> **EXERCISE PROMPT**
Every entry here needs to be repeated exactly.

> **GIVEN DATA**
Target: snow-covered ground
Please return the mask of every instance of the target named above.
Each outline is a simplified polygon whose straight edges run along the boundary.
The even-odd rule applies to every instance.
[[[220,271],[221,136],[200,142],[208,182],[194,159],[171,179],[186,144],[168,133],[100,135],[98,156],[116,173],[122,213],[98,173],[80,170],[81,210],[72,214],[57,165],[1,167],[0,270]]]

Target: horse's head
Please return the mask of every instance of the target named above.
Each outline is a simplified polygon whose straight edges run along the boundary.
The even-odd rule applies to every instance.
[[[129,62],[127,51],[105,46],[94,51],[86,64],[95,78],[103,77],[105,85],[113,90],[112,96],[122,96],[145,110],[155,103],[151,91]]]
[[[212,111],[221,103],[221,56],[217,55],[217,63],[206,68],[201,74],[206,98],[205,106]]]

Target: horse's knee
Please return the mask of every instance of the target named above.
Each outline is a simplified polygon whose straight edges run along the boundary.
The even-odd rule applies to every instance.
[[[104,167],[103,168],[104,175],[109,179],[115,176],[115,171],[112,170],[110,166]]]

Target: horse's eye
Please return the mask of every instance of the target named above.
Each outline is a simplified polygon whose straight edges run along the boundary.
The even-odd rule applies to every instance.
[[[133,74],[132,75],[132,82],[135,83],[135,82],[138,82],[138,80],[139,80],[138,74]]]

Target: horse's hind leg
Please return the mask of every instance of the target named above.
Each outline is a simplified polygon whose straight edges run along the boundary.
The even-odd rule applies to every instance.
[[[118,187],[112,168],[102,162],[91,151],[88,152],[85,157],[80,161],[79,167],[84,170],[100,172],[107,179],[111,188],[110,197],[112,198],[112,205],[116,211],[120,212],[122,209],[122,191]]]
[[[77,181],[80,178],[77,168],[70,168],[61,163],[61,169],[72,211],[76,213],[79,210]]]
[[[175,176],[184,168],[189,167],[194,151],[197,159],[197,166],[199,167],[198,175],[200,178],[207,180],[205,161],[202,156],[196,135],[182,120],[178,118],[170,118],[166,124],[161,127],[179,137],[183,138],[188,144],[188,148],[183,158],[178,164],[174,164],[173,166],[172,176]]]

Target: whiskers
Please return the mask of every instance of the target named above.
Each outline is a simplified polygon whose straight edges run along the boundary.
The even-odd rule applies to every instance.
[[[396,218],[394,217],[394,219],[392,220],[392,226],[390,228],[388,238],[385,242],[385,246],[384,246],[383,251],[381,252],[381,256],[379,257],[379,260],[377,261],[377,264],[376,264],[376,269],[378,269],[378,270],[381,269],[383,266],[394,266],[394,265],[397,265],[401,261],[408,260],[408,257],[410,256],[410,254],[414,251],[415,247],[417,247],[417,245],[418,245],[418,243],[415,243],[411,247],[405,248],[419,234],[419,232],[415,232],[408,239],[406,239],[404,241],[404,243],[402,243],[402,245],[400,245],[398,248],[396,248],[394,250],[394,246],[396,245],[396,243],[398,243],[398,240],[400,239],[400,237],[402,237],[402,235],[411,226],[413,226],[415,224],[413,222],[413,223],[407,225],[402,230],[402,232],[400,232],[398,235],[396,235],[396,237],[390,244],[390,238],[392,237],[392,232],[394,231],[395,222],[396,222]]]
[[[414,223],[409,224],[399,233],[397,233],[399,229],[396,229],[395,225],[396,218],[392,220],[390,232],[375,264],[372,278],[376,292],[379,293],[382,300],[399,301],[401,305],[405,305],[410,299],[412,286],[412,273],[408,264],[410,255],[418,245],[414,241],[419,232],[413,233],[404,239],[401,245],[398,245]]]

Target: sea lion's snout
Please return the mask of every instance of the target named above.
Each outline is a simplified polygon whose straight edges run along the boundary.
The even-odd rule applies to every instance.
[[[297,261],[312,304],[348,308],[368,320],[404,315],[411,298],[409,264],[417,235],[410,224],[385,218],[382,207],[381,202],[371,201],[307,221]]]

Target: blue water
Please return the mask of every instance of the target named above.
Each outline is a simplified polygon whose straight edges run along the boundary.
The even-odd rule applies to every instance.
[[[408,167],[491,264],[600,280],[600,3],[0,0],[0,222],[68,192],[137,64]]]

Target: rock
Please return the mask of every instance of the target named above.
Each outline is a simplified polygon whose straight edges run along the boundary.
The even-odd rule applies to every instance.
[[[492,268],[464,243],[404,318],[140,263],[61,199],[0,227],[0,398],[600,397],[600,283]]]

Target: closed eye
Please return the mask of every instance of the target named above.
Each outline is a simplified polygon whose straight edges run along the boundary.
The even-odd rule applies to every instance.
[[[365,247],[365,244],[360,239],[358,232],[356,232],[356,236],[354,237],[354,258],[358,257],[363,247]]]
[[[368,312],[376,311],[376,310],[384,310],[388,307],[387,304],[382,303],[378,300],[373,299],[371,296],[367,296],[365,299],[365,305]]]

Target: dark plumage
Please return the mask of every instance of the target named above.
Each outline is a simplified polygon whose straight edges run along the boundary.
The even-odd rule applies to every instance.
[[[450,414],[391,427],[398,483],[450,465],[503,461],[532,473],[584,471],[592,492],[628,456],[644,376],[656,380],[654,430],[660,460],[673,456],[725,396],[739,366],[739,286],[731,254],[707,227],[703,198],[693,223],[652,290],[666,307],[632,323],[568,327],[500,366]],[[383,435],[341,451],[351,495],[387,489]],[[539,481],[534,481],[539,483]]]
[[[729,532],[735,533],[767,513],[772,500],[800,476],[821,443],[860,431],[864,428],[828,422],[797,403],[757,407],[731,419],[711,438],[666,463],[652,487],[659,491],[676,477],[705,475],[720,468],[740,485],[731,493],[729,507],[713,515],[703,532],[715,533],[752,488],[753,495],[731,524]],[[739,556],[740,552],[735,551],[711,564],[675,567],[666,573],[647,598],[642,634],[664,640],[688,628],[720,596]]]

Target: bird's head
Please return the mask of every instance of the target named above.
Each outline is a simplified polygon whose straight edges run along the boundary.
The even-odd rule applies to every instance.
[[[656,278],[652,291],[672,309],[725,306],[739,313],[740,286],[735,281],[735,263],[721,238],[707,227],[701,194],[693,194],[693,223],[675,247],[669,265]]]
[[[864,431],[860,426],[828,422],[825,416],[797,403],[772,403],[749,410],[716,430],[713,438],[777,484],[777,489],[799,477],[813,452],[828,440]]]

> **THE ANSWER**
Target: snow-covered ground
Please return the mask of every instance of the target named above.
Each outline is a simplified polygon whose straight edges run along the boundary.
The even-odd rule applies to every instance.
[[[220,271],[221,136],[200,142],[208,182],[194,159],[171,179],[186,144],[168,133],[100,135],[98,156],[116,173],[122,213],[98,173],[80,170],[81,210],[72,214],[57,165],[1,167],[0,270]]]

Target: horse's head
Please return the mask of every instance of the target named above.
Each outline is a simplified polygon whose straight edges run along the boundary.
The even-odd rule applies to every instance.
[[[129,62],[127,51],[105,46],[94,51],[86,64],[95,78],[103,77],[105,85],[113,90],[112,96],[122,96],[145,110],[155,103],[151,91]]]
[[[212,111],[221,103],[221,56],[217,55],[217,63],[206,68],[201,74],[206,98],[205,106]]]

Target: horse's knee
Please return the mask of every instance of the target named above.
Each outline is a simplified polygon whose straight edges run along the boundary.
The even-odd rule applies to every instance.
[[[104,167],[103,168],[104,175],[109,179],[115,176],[115,171],[112,170],[110,166]]]

Target: horse's eye
Please return the mask of every instance of the target named above.
Each outline is a simplified polygon whose straight edges run along the boundary.
The even-odd rule applies to every instance.
[[[133,74],[132,75],[132,82],[135,83],[135,82],[138,82],[138,80],[139,80],[138,74]]]

Target: horse's hind leg
Please return the mask of every instance of the target named above.
Each outline is a simplified polygon whose straight edges run along the boundary.
The even-odd rule applies to every instance.
[[[118,187],[112,168],[102,162],[91,151],[88,152],[85,157],[80,161],[79,167],[84,170],[100,172],[107,179],[111,188],[110,197],[112,198],[112,205],[116,211],[120,212],[122,209],[122,191]]]
[[[77,181],[80,178],[77,168],[70,168],[61,163],[61,169],[72,211],[76,213],[79,210]]]
[[[175,176],[184,168],[189,167],[194,151],[197,159],[197,166],[199,167],[198,175],[200,178],[207,180],[205,161],[202,156],[196,135],[182,120],[178,118],[170,118],[166,124],[161,127],[179,137],[183,138],[188,144],[188,148],[183,158],[178,164],[174,164],[173,166],[172,176]]]

Target: whiskers
Please return the mask of every instance of the target named above.
Each outline is a simplified polygon whose straight edges run along the boundary.
The even-odd rule applies to every instance.
[[[396,218],[394,217],[394,219],[392,220],[392,226],[390,228],[388,238],[385,242],[385,246],[384,246],[383,251],[381,252],[381,256],[379,257],[379,260],[377,261],[377,264],[376,264],[376,269],[378,269],[378,270],[381,269],[383,266],[394,266],[394,265],[397,265],[401,261],[408,260],[408,257],[410,256],[410,254],[414,251],[415,247],[417,247],[417,245],[418,245],[418,243],[415,243],[411,247],[405,248],[419,234],[419,232],[415,232],[408,239],[406,239],[404,241],[404,243],[402,243],[402,245],[400,245],[398,248],[396,248],[394,250],[394,246],[396,245],[396,243],[398,243],[398,240],[400,239],[400,237],[402,237],[402,235],[411,226],[413,226],[415,224],[413,222],[413,223],[407,225],[402,230],[402,232],[400,232],[398,235],[396,235],[396,237],[390,244],[390,238],[392,237],[392,232],[394,231],[395,222],[396,222]]]
[[[414,223],[409,224],[399,233],[397,233],[399,229],[396,229],[395,225],[396,218],[392,220],[390,232],[375,264],[372,278],[376,292],[379,293],[382,300],[399,301],[401,305],[405,305],[410,299],[412,286],[412,273],[408,264],[410,255],[418,245],[414,241],[419,232],[413,233],[404,239],[401,245],[398,245]]]

Target: sea lion's snout
Please return the mask of every instance of the target named above.
Each outline is a simplified polygon whose straight edges run along the boundary.
The even-odd rule applies to every instance.
[[[297,261],[312,304],[348,308],[368,320],[404,315],[411,298],[409,264],[417,235],[410,224],[385,218],[382,207],[381,202],[371,201],[307,221]]]

Target: blue water
Please return the mask of every instance of the target named above.
Each outline is a simplified polygon whose straight edges run along the boundary.
The even-odd rule applies to every instance.
[[[408,167],[491,264],[600,280],[600,3],[0,0],[0,222],[68,192],[137,64]]]

Target: rock
Please return the mask of every instance of the target named above.
Each outline is a simplified polygon whose straight edges run along the boundary.
The even-odd rule applies to every instance.
[[[492,268],[464,243],[404,318],[140,263],[61,199],[0,227],[0,398],[600,397],[600,283]]]

Target: closed eye
Please return the mask of every instance of the target named above.
Each outline is a simplified polygon whose straight edges run along the boundary.
The even-odd rule applies to every instance.
[[[365,247],[365,244],[360,239],[358,232],[356,232],[356,236],[354,237],[354,258],[358,257],[363,247]]]
[[[368,312],[376,311],[376,310],[384,310],[388,307],[387,304],[382,303],[378,300],[373,299],[371,296],[367,296],[365,299],[365,305]]]

Target: dark plumage
Please return the mask of every instance of the target named above.
Each outline is a simplified polygon whose straight edges run along the boundary.
The even-odd rule applies to every instance.
[[[450,414],[391,427],[398,483],[450,465],[503,461],[532,473],[584,471],[592,492],[628,456],[644,376],[656,380],[654,430],[660,460],[673,456],[725,396],[739,366],[739,286],[731,254],[707,227],[703,198],[693,223],[652,290],[666,307],[632,323],[568,327],[500,366]],[[383,435],[341,451],[351,495],[387,489]],[[539,481],[534,481],[539,483]]]
[[[729,532],[735,533],[767,513],[772,500],[800,476],[821,443],[860,431],[864,428],[828,422],[797,403],[757,407],[731,419],[711,438],[666,463],[652,487],[659,491],[676,477],[705,475],[720,468],[740,485],[731,493],[729,507],[713,515],[703,532],[715,533],[752,488],[753,495],[731,524]],[[739,556],[740,552],[735,551],[711,564],[675,567],[666,573],[647,598],[642,634],[664,640],[688,628],[720,596]]]

Target: bird's head
Please return the mask of every instance of the target named above.
Each outline is a simplified polygon whose straight edges run along the boundary.
The even-odd rule applies to every instance.
[[[656,278],[652,291],[672,309],[725,306],[739,313],[740,286],[735,281],[735,263],[721,238],[707,227],[701,194],[693,194],[693,223],[675,247],[669,265]]]
[[[864,431],[860,426],[828,422],[825,416],[797,403],[772,403],[749,410],[716,430],[713,438],[777,484],[777,489],[799,477],[813,452],[828,440]]]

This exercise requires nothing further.